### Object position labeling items
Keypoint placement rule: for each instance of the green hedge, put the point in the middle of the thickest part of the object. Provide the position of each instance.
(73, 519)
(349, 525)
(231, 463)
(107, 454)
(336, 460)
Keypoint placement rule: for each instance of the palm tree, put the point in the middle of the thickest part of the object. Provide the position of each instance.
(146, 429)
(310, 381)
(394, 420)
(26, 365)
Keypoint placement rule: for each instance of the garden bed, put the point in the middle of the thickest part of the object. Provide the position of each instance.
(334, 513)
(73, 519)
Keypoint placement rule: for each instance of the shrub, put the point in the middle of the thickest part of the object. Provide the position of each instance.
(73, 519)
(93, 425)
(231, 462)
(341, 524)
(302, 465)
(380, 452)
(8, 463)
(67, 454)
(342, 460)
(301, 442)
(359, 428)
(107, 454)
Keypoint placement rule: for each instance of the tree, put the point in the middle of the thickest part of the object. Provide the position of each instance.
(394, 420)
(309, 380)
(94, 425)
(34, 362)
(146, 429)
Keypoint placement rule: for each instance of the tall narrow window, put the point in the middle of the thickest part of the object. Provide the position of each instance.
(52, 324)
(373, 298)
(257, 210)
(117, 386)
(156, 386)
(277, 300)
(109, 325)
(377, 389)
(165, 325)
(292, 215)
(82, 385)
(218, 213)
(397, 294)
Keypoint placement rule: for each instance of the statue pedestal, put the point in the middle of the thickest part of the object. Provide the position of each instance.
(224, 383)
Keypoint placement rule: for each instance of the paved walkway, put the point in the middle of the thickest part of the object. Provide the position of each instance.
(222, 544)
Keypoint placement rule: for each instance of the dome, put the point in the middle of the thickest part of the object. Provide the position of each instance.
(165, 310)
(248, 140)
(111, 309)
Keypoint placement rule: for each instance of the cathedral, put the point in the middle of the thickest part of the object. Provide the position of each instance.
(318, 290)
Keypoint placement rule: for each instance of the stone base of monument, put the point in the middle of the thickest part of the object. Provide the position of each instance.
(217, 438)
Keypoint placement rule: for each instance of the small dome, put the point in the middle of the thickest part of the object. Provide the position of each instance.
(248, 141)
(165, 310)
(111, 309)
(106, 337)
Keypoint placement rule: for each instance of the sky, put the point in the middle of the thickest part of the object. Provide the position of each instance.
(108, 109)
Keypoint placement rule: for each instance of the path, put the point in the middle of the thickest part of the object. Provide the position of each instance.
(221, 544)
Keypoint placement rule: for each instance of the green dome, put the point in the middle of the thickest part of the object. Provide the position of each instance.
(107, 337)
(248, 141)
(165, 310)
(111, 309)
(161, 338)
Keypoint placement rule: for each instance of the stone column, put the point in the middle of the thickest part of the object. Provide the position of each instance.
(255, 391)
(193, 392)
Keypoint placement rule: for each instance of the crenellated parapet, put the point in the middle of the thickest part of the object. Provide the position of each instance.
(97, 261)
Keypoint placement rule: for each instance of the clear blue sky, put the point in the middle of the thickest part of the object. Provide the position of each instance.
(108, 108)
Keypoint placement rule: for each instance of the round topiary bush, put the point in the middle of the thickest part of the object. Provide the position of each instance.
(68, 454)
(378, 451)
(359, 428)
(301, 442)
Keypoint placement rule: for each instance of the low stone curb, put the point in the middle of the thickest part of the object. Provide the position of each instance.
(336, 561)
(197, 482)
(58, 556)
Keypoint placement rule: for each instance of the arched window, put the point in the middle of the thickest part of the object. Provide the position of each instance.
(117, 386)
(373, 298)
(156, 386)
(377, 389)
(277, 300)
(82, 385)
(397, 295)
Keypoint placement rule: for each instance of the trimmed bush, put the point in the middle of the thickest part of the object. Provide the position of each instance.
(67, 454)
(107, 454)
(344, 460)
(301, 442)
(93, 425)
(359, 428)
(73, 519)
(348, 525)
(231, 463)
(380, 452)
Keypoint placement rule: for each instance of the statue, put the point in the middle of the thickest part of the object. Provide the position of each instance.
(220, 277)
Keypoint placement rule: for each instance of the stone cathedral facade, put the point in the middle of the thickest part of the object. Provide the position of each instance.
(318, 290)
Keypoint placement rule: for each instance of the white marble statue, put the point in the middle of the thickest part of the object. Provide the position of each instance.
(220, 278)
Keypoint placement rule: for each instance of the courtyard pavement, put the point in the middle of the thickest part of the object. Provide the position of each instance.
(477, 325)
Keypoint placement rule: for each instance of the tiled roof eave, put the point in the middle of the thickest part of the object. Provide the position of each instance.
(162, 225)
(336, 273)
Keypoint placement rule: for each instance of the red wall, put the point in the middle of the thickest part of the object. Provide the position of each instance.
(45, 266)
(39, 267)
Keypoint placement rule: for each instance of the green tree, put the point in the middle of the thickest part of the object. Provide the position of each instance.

### To do
Reproduce the items above word for word, with nothing left out or changed.

### Response
Keypoint placement rule: for each instance of the green hedge, put the point in the middle of the thickest part of the object. Provide the position of each instance.
(73, 519)
(349, 525)
(231, 463)
(107, 454)
(336, 460)
Keypoint placement rule: for each instance of the palm tree, put the point in the middle of the thickest part of the object. Provide the position of each instance.
(146, 429)
(310, 381)
(394, 420)
(26, 365)
Keypoint placement rule: for each instance of the garden bed, put the point in the middle of the thickest part of the object. Provide the position of each instance.
(334, 513)
(73, 519)
Keypoint placement rule: for each instance of the shrub, put the point in the middle of the thickest part of the object. Provide the position of each instance.
(73, 519)
(93, 425)
(231, 462)
(341, 524)
(302, 465)
(380, 452)
(8, 463)
(67, 454)
(342, 460)
(301, 442)
(359, 428)
(107, 454)
Keypoint placement rule: for each instance of the tree, put the point in the middle of the thickest part of the object. Provide the position of each instance.
(394, 420)
(309, 380)
(94, 425)
(34, 362)
(146, 429)
Keypoint placement rule: for each instance of the tall narrow window, put the point in the middle of the thickest part of the object. Provide the position of each instance.
(52, 324)
(373, 298)
(257, 210)
(117, 386)
(156, 386)
(277, 300)
(109, 325)
(377, 389)
(165, 325)
(292, 215)
(82, 385)
(218, 213)
(397, 294)
Keypoint placement rule: for each instance of the statue pedestal, put the point in the middle of the thickest part of the object. Provide the position of each instance.
(224, 383)
Keypoint placement rule: for each instance of the paved walkway, put the point in the middle of the thickest part of the object. Provide the position of each instance.
(222, 544)
Keypoint placement rule: for each instance of the dome, put the point in the middle of the thickest part of the object. Provide the position of each instance.
(165, 310)
(248, 140)
(111, 309)
Keypoint placement rule: for each instance of the cathedral, put the point in the middle of the thickest part of the object. Provide the position of each instance.
(318, 290)
Keypoint placement rule: for each instance of the stone base of monument, put the point in the middle of the thickest part of the object. Provide the position of each instance.
(217, 438)
Keypoint placement rule: for each instance of the small dome, put the point in the middle of the thickest part of the object. Provide the position of each instance.
(248, 141)
(165, 310)
(111, 309)
(106, 337)
Keypoint placement rule: for each instance of the sky, put the point in the middle of the thickest part of the object. Provide the position of each instance.
(108, 109)
Keypoint placement rule: for each instance of the path, put the point in the middle of the thickest part of the object. Provide the position of each instance.
(221, 544)
Keypoint placement rule: for each instance of the green dome, put the point in the middle of the thickest part of the object. Provide the position of each instance.
(107, 337)
(248, 141)
(165, 310)
(111, 309)
(161, 338)
Keypoint placement rule: for each instance of the stone column, put the point in the middle of the thickest part of the object. Provide the position of each instance.
(255, 391)
(193, 392)
Keypoint placement rule: for each instance of the crenellated parapet, put the point in the middle of the thickest part of the object. Provide the position of each instance.
(97, 261)
Keypoint placement rule: for each instance of the clear blue sky, put the point in the middle of the thickest part of the object. Provide the position of each instance.
(108, 108)
Keypoint placement rule: for each instance of the round topiary bush, put the point in the middle of the thickest part of the object. Provide the position of each instance.
(68, 454)
(378, 451)
(359, 428)
(301, 442)
Keypoint placement rule: for each instance of the low stone curb, put the point in the middle of the thickest part of the object. Provide the position of each instance.
(336, 561)
(197, 482)
(58, 556)
Keypoint placement rule: for each instance of the arched window, put the point in the middle of the thickest part of the object. Provide the position of each instance.
(117, 386)
(373, 298)
(156, 386)
(377, 389)
(277, 300)
(82, 385)
(397, 295)
Keypoint placement rule: for each instance of the trimmed bush, put the point in the middle of the thickest part of the object. Provide the position of each instance.
(67, 454)
(107, 454)
(344, 460)
(301, 442)
(93, 425)
(359, 428)
(73, 519)
(348, 525)
(231, 463)
(380, 452)
Keypoint placement rule: for each instance of the statue, put the point in the middle of the thickest part of the object. Provide the position of each instance.
(220, 277)
Keypoint placement rule: for each instance of the stone cathedral facade, put the point in the middle of the thickest part of the object. Provide the position of each instance.
(318, 290)
Keypoint placement rule: for each instance of the white marble statue, put the point in the middle of the thickest part of the object. Provide the position of each instance.
(220, 278)
Keypoint placement rule: for each instance of the courtyard pavement, put the point in the middle of the thickest part of the object. Provide the position of each instance.
(477, 325)
Keypoint placement rule: for each instance of the tiled roof eave, put the point in the middle of the thickest part of the object. Provide the position of each instance.
(162, 225)
(336, 273)
Keypoint placement rule: for each instance of the red wall, put the point in the middle of the thickest part of the object. Provide the position of each instance.
(45, 266)
(39, 267)
Keypoint placement rule: for each instance of the green tree, put the point in the middle of the thickest part of the object. Provide the position of each instance.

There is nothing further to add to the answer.